[TO BE DONE]:
Output all of the entries below precisely as written.

[Annotation dataset entries]
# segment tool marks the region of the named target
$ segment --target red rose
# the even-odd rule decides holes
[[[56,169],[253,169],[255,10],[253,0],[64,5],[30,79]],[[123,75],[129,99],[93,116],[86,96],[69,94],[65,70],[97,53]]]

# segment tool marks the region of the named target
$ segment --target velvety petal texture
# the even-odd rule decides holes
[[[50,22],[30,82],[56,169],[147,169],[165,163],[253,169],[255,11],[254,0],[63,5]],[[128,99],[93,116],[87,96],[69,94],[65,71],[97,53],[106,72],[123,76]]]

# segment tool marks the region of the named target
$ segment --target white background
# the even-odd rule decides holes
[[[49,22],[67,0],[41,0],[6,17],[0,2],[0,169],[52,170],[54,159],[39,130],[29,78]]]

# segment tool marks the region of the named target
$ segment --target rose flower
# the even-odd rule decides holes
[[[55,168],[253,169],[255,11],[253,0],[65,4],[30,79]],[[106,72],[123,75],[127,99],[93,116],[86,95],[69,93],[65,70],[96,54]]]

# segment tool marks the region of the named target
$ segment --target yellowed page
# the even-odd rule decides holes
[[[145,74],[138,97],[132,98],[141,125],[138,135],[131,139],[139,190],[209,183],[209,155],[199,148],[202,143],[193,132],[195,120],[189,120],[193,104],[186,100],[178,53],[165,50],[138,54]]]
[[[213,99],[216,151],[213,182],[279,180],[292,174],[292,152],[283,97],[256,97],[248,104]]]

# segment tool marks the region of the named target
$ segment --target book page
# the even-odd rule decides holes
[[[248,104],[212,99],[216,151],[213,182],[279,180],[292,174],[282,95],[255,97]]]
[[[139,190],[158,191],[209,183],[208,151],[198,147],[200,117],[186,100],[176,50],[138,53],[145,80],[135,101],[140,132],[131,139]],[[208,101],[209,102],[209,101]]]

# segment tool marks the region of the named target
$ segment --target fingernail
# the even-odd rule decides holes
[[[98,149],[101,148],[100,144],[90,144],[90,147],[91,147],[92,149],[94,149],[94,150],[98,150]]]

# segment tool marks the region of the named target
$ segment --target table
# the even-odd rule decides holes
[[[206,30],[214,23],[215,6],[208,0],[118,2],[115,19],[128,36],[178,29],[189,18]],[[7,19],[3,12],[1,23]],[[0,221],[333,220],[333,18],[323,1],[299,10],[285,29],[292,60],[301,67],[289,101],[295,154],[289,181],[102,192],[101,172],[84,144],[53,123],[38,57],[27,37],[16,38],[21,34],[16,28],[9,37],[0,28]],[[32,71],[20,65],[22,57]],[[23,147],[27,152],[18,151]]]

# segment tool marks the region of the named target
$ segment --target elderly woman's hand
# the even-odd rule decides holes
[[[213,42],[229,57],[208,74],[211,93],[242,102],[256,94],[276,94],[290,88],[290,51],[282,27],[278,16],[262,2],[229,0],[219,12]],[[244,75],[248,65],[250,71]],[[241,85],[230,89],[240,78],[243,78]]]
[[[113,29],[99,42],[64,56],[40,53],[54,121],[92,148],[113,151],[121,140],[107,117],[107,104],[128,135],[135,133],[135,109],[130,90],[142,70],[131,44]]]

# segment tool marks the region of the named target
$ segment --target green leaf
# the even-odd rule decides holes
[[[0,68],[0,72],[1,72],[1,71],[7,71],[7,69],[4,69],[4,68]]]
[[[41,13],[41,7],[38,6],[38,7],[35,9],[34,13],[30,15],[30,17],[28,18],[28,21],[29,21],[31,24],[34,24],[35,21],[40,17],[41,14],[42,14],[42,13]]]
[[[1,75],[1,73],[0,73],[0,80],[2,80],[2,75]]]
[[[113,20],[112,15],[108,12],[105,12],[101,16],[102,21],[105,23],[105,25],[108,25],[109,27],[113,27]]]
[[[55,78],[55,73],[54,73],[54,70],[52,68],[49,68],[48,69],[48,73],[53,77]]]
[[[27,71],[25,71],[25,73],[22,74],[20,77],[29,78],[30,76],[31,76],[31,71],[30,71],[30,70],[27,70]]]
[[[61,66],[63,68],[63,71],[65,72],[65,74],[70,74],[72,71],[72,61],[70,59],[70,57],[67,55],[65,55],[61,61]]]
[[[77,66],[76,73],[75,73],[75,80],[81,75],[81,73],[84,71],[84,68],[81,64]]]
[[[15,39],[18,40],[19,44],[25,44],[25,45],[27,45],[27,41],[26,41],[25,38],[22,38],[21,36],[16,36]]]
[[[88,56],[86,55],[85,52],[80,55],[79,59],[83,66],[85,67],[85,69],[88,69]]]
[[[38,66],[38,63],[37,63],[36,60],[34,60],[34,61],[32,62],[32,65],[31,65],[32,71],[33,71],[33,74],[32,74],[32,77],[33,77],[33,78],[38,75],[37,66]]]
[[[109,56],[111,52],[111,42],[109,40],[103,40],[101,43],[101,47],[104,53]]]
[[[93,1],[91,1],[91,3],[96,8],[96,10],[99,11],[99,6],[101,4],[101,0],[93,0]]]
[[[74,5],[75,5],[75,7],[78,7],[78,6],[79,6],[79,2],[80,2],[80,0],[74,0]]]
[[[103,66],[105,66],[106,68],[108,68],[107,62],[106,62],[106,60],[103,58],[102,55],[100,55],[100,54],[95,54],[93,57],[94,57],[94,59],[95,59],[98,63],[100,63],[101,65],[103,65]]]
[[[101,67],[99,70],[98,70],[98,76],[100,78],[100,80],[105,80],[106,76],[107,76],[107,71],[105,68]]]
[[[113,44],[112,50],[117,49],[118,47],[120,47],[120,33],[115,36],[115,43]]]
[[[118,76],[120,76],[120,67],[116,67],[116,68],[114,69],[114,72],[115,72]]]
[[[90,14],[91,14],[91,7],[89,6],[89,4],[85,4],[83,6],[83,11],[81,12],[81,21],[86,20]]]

[EXERCISE OUTPUT]:
# segment tool marks the region of the named target
$ segment --target red rose
# the even-odd rule decides holes
[[[56,169],[253,169],[255,10],[253,0],[64,5],[30,79]],[[123,75],[129,99],[93,116],[86,96],[69,94],[65,70],[97,53]]]

# segment tool marks the region of the named target
$ segment --target velvety petal texture
# the even-odd rule decides holes
[[[50,22],[30,82],[56,169],[147,169],[165,163],[253,169],[255,11],[254,0],[63,5]],[[128,99],[93,116],[87,96],[69,94],[65,71],[97,53],[106,72],[123,76]]]

# segment tool marks the region of the named target
$ segment --target white background
# the even-odd rule decides holes
[[[49,22],[67,0],[41,0],[6,17],[0,2],[0,169],[52,170],[54,159],[39,130],[29,78]]]

# segment tool marks the region of the named target
$ segment --target rose flower
# the even-odd rule decides holes
[[[55,168],[253,169],[255,11],[253,0],[65,4],[30,79]],[[106,72],[123,75],[127,99],[93,116],[86,95],[69,93],[65,70],[96,54]]]

# segment tool marks the region of the named target
$ segment --target yellowed page
# the even-odd rule decides holes
[[[145,74],[138,97],[132,98],[141,125],[138,135],[131,139],[139,190],[209,183],[209,155],[199,148],[202,143],[193,132],[195,120],[189,120],[193,104],[186,100],[178,53],[165,50],[138,54]]]
[[[213,99],[216,151],[213,182],[279,180],[292,174],[292,152],[283,97],[256,97],[248,104]]]

# segment tool marks the region of the named target
$ segment --target book page
# the even-odd rule decides holes
[[[248,104],[212,99],[216,151],[213,182],[279,180],[292,174],[282,95],[255,97]]]
[[[139,190],[158,191],[209,183],[208,151],[198,147],[200,117],[186,100],[176,50],[138,53],[145,80],[135,101],[140,132],[131,139]],[[208,101],[209,102],[209,101]]]

# segment tool marks the region of the named target
$ segment --target fingernail
# the even-odd rule decides holes
[[[98,149],[101,148],[100,144],[90,144],[90,147],[91,147],[92,149],[94,149],[94,150],[98,150]]]

# segment tool marks the region of the named target
$ segment --target table
# the even-odd rule decides holes
[[[206,30],[214,23],[215,6],[208,0],[118,2],[115,19],[128,36],[178,29],[189,18]],[[7,19],[3,12],[1,23]],[[0,221],[333,220],[333,18],[323,1],[299,10],[285,29],[292,60],[301,67],[289,101],[295,154],[289,181],[102,192],[101,172],[84,144],[53,123],[38,57],[27,37],[16,38],[21,34],[16,28],[9,37],[0,28]],[[32,71],[20,65],[22,57]],[[23,147],[27,152],[18,151]]]

# segment tool marks the region of the named target
$ segment --target elderly woman's hand
# the even-odd rule decides holes
[[[213,42],[229,57],[208,74],[211,93],[242,102],[256,94],[276,94],[290,88],[290,51],[282,27],[278,16],[262,2],[229,0],[219,12]],[[244,75],[248,65],[250,71]],[[241,85],[230,89],[240,78],[243,78]]]
[[[113,29],[99,42],[64,56],[40,53],[54,121],[92,148],[113,151],[121,140],[107,117],[107,104],[128,135],[135,133],[135,109],[130,90],[142,70],[131,44]]]

# segment tool marks the region of the named target
$ segment --target green leaf
# the even-odd rule decides holes
[[[0,68],[0,72],[1,72],[1,71],[7,71],[7,69],[4,69],[4,68]]]
[[[41,13],[41,7],[38,6],[38,7],[35,9],[34,13],[30,15],[30,17],[28,18],[28,21],[29,21],[31,24],[34,24],[35,21],[40,17],[41,14],[42,14],[42,13]]]
[[[1,75],[1,73],[0,73],[0,80],[2,80],[2,75]]]
[[[113,20],[112,15],[108,12],[105,12],[101,16],[102,21],[105,23],[105,25],[108,25],[109,27],[113,27]]]
[[[55,78],[55,73],[54,73],[54,70],[52,68],[49,68],[48,69],[48,73],[53,77]]]
[[[27,71],[25,71],[25,73],[22,74],[20,77],[29,78],[30,76],[31,76],[31,71],[30,71],[30,70],[27,70]]]
[[[61,66],[63,68],[63,71],[65,72],[65,74],[70,74],[72,71],[72,61],[70,59],[70,57],[67,55],[65,55],[61,61]]]
[[[77,66],[76,73],[75,73],[75,80],[81,75],[81,73],[84,71],[84,68],[81,64]]]
[[[15,39],[18,40],[19,44],[25,44],[25,45],[27,45],[27,41],[26,41],[25,38],[22,38],[21,36],[16,36]]]
[[[88,56],[86,55],[85,52],[80,55],[79,59],[83,66],[85,67],[85,69],[88,69]]]
[[[38,66],[38,63],[37,63],[36,60],[34,60],[34,61],[32,62],[32,65],[31,65],[32,71],[33,71],[33,74],[32,74],[32,77],[33,77],[33,78],[38,75],[37,66]]]
[[[109,56],[111,52],[111,42],[109,40],[103,40],[101,43],[101,47],[104,53]]]
[[[93,1],[91,1],[91,3],[96,8],[96,10],[99,11],[99,6],[101,4],[101,0],[93,0]]]
[[[74,5],[75,5],[75,7],[78,7],[78,6],[79,6],[79,2],[80,2],[80,0],[74,0]]]
[[[103,66],[105,66],[106,68],[108,68],[107,62],[106,62],[106,60],[103,58],[102,55],[100,55],[100,54],[95,54],[93,57],[94,57],[94,59],[95,59],[98,63],[100,63],[101,65],[103,65]]]
[[[101,67],[99,70],[98,70],[98,76],[100,78],[100,80],[105,80],[106,76],[107,76],[107,71],[105,68]]]
[[[113,44],[112,50],[117,49],[118,47],[120,47],[120,33],[115,36],[115,43]]]
[[[118,76],[120,76],[120,67],[116,67],[116,68],[114,69],[114,72],[115,72]]]
[[[90,14],[91,14],[91,7],[89,6],[89,4],[85,4],[83,6],[83,11],[81,12],[81,21],[86,20]]]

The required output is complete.